TO BE DONE –
Show each line from the entries below that has the word "like" in it, copying each one in full. Case counts, so "A" and "a" are not the same.

INFORMATION GIVEN –
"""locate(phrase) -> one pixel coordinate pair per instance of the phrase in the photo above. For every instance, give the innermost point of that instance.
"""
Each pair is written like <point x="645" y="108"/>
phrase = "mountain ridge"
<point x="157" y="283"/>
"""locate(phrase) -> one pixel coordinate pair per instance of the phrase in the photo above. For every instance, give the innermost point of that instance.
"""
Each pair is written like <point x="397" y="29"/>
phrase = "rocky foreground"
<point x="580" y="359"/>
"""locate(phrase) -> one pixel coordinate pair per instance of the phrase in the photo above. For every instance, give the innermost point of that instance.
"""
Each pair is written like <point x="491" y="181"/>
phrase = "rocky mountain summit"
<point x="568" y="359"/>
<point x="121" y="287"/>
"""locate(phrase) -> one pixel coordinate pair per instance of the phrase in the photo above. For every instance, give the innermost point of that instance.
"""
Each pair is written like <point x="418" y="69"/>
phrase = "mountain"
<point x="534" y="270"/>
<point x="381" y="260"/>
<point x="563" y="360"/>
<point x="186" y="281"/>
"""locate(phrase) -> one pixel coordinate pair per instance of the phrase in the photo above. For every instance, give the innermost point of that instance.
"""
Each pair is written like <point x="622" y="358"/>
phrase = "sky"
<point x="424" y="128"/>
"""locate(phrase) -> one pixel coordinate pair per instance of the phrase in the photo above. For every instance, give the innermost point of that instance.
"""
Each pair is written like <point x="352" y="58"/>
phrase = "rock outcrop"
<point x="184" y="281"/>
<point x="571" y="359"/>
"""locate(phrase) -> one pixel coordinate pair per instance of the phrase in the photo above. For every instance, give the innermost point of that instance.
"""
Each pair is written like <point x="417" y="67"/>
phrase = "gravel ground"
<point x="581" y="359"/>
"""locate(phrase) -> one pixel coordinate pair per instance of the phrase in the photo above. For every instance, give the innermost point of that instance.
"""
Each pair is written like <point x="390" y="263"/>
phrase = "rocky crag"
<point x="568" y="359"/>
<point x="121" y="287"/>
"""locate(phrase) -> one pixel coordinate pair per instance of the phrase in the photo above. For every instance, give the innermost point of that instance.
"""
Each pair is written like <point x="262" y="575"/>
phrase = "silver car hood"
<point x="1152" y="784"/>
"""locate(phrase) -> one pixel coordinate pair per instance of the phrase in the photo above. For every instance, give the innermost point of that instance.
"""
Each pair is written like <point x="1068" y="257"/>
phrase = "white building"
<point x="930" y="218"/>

EXERCISE OUTPUT –
Each pair is written like <point x="645" y="108"/>
Each pair is written like <point x="397" y="29"/>
Each pair is written like <point x="491" y="181"/>
Each pair is written like <point x="418" y="69"/>
Each pair is written like <point x="622" y="358"/>
Each pair is written like <point x="352" y="58"/>
Each pair is written like <point x="417" y="67"/>
Each pair is written like <point x="390" y="263"/>
Each pair is written like <point x="262" y="575"/>
Each pair is written like <point x="1068" y="257"/>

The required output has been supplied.